Colin Gordon is professor and chair of history at the University of Iowa and a writer for the History News Service. He is the author of “Dead on Arrival: The Politics of Health Care in Twentieth-Century America.”

Republished with permission from the History News Service.


  1. says

    Yes, government-paid benefits that are presented (or masqueraded) as the results of one’s own contributions do acquire (even for Republicans) a sanctity and rightness that other benefits do not. Interestingly, the Social Security system itself exploits this fact to quietly provide disability benefits (as well as pension benefits) which in many cases obviously could not possibly be pre-covered by the person’s own contributions. Maybe let’s live with that. Even an indulgent and sometimes overly game-able philosophy of societal operation – ‘from each according to ability, to each according to need’ – calls for at least a nominal ‘from’ as well as ‘to’.

    The writer concludes: “The proposed patchwork of mandates, regulations, and subsidies do nothing to address the administrative waste, actuarial complexity and naked profiteering that created the health care crisis in the first place.”

= = =

▶ **WHAT YOU WILL DO**:
- a) Rewrite the excerpt starting at "Yes, government-paid benefits" and ending at "well as ‘to’.", putting "holiness" in place of "sanctity".
- b) Answer these questions from the excerpt.
(i) At which university is Colin Gordon professor and chair of history?
(ii) What benefits does the Social Security system quietly provide, according to the comment?
(iii) What three things does the quoted conclusion say the proposed patchwork fails to address?

Image-grounded pointing data:
= = =

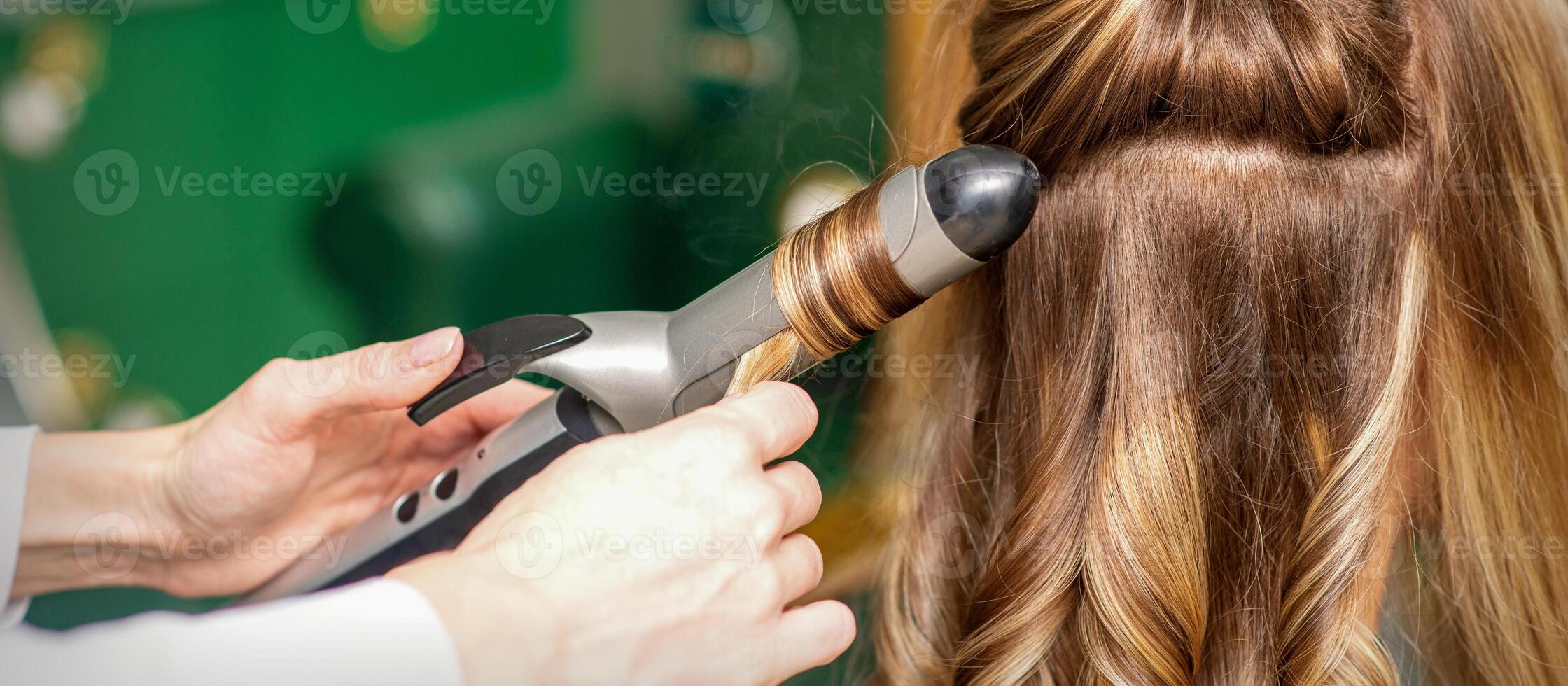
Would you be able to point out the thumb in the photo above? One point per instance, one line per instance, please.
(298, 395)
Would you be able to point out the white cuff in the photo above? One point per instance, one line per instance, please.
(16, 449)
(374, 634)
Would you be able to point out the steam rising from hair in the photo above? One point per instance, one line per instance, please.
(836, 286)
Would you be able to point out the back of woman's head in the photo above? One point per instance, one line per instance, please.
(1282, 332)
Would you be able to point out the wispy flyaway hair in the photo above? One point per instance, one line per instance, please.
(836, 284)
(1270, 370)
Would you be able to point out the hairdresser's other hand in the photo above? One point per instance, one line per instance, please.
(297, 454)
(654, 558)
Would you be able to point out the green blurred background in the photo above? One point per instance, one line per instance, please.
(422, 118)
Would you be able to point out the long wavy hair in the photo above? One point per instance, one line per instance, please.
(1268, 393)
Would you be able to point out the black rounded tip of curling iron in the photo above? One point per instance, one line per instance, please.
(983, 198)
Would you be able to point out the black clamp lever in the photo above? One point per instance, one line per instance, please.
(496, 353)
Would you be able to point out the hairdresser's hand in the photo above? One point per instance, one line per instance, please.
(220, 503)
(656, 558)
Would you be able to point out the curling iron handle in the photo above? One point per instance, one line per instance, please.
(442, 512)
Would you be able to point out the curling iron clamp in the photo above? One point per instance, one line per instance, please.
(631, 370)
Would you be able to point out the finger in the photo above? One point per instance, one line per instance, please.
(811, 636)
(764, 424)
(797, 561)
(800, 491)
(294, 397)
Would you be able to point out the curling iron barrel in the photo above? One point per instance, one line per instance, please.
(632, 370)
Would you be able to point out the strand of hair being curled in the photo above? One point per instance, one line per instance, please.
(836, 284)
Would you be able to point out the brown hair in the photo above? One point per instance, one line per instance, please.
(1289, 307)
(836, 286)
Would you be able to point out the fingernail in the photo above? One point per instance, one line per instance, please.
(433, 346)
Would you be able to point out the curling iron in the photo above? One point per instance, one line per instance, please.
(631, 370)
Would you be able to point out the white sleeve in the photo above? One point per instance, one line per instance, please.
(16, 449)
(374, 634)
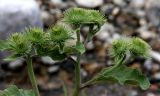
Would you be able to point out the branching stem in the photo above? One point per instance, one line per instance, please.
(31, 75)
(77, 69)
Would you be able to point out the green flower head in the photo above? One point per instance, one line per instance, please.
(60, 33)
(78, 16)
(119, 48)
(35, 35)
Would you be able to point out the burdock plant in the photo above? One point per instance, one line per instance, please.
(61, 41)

= = =

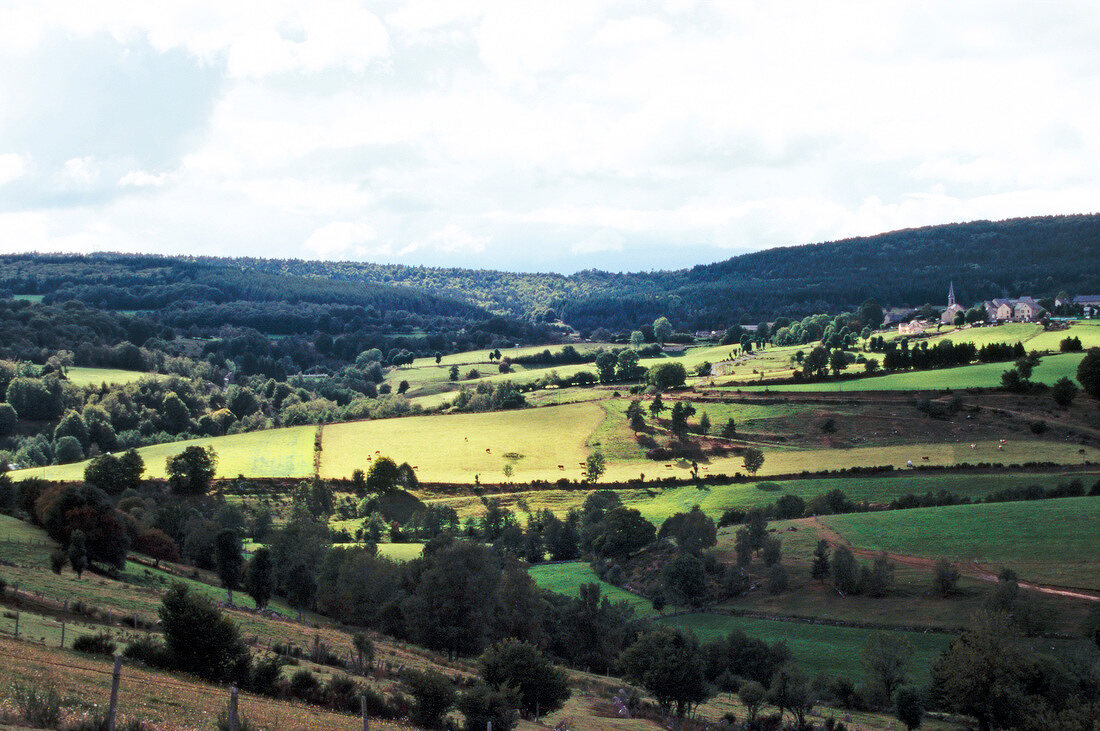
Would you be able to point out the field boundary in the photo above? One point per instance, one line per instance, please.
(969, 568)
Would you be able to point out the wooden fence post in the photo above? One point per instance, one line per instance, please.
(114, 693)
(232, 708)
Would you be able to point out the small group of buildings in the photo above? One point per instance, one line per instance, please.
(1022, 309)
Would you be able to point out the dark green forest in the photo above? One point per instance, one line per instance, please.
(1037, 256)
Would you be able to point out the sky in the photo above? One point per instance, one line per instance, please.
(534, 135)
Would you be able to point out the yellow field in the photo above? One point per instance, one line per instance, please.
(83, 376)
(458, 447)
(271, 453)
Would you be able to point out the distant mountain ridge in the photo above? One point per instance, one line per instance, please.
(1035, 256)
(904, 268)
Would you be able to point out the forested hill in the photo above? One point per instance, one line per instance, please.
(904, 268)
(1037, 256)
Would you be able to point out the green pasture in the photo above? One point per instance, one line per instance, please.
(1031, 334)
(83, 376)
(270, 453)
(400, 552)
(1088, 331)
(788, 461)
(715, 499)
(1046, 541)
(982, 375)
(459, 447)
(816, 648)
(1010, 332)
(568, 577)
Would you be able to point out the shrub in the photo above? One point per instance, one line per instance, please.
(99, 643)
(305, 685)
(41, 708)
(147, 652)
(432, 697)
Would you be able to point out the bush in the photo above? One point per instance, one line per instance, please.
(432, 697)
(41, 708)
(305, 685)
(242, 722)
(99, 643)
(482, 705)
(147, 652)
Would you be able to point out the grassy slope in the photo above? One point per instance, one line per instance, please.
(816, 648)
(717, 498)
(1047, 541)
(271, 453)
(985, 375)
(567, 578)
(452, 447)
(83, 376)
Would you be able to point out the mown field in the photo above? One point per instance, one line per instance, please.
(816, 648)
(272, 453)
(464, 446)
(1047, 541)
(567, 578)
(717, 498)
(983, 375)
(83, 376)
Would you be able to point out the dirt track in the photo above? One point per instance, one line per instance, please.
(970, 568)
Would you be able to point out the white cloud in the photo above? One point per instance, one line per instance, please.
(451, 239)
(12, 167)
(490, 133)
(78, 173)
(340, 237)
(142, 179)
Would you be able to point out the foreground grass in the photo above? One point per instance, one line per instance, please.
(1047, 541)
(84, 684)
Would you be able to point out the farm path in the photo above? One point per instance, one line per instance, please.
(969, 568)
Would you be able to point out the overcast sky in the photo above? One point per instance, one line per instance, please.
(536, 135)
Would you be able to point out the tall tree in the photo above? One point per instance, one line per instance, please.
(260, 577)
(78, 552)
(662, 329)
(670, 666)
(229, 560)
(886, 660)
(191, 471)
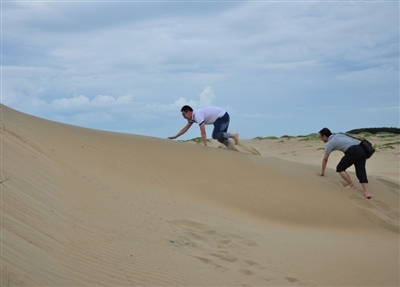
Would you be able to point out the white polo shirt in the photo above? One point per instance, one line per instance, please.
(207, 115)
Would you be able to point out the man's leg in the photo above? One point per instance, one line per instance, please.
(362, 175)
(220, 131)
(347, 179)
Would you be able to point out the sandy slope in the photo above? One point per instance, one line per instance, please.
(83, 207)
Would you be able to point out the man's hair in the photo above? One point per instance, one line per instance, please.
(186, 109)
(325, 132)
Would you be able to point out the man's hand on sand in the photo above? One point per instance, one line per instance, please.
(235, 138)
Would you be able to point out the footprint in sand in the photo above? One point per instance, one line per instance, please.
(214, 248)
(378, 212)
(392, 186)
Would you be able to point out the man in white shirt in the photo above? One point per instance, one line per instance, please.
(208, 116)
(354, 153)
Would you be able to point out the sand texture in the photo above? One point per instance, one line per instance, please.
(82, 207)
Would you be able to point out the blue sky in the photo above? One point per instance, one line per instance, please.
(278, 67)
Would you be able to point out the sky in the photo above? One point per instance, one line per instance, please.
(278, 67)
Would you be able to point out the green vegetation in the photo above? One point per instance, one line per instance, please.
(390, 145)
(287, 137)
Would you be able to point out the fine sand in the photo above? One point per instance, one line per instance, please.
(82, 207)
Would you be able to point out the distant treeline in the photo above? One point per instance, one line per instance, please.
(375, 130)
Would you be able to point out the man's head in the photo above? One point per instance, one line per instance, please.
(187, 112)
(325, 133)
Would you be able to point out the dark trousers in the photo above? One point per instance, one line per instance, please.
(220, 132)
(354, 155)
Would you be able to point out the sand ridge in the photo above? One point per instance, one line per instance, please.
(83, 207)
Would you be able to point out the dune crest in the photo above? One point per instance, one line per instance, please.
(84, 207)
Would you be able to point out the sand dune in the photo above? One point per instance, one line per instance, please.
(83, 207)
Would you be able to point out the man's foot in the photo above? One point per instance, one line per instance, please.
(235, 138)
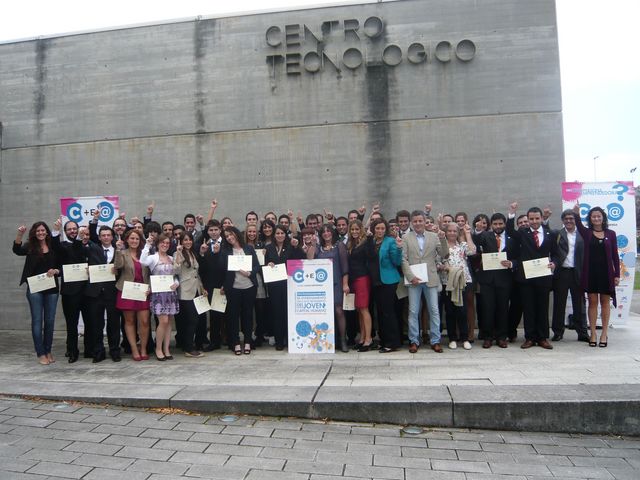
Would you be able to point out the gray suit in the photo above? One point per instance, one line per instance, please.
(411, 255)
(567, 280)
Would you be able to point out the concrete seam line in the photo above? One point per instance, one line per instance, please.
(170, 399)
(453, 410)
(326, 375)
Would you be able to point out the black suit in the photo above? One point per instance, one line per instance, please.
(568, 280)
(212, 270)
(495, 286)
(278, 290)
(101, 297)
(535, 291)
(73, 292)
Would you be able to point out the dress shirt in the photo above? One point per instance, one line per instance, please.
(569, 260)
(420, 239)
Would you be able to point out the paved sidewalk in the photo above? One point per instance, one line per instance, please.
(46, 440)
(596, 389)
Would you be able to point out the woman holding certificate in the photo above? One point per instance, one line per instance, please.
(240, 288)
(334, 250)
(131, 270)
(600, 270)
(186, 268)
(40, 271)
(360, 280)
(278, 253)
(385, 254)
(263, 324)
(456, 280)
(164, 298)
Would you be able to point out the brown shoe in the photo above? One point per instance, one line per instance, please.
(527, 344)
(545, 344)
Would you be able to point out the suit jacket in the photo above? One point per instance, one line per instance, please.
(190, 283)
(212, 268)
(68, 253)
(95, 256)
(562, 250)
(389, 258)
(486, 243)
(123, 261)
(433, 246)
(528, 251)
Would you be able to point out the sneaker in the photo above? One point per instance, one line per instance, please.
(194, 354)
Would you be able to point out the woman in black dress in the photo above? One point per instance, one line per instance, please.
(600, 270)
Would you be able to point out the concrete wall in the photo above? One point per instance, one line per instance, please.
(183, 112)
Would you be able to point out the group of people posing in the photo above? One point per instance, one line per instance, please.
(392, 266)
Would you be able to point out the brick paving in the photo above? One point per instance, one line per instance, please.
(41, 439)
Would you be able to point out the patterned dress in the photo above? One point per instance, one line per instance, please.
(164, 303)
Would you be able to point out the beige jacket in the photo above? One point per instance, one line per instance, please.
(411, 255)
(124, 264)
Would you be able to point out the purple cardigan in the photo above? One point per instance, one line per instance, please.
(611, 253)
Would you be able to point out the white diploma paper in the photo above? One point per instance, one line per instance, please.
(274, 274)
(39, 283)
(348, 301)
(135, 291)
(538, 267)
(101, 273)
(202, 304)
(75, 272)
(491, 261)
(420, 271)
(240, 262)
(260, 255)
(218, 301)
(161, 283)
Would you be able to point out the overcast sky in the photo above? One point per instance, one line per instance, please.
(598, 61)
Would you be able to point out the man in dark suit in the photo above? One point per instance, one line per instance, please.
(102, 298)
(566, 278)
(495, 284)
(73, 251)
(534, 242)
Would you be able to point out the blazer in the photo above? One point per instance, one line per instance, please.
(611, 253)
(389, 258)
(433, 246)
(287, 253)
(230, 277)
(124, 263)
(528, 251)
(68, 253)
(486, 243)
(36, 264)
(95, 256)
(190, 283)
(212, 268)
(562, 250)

= = =

▶ **SOLUTIONS PER TASK**:
- a)
Yes, government-paid benefits that are presented (or masqueraded) as the results of one’s own contributions do acquire (even for Republicans) a holiness and rightness that other benefits do not. Interestingly, the Social Security system itself exploits this fact to quietly provide disability benefits (as well as pension benefits) which in many cases obviously could not possibly be pre-covered by the person’s own contributions. Maybe let’s live with that. Even an indulgent and sometimes overly game-able philosophy of societal operation – ‘from each according to ability, to each according to need’ – calls for at least a nominal ‘from’ as well as ‘to’.

- b)
(i) The University of Iowa.
(ii) Disability benefits, as well as pension benefits.
(iii) Administrative waste, actuarial complexity and naked profiteering.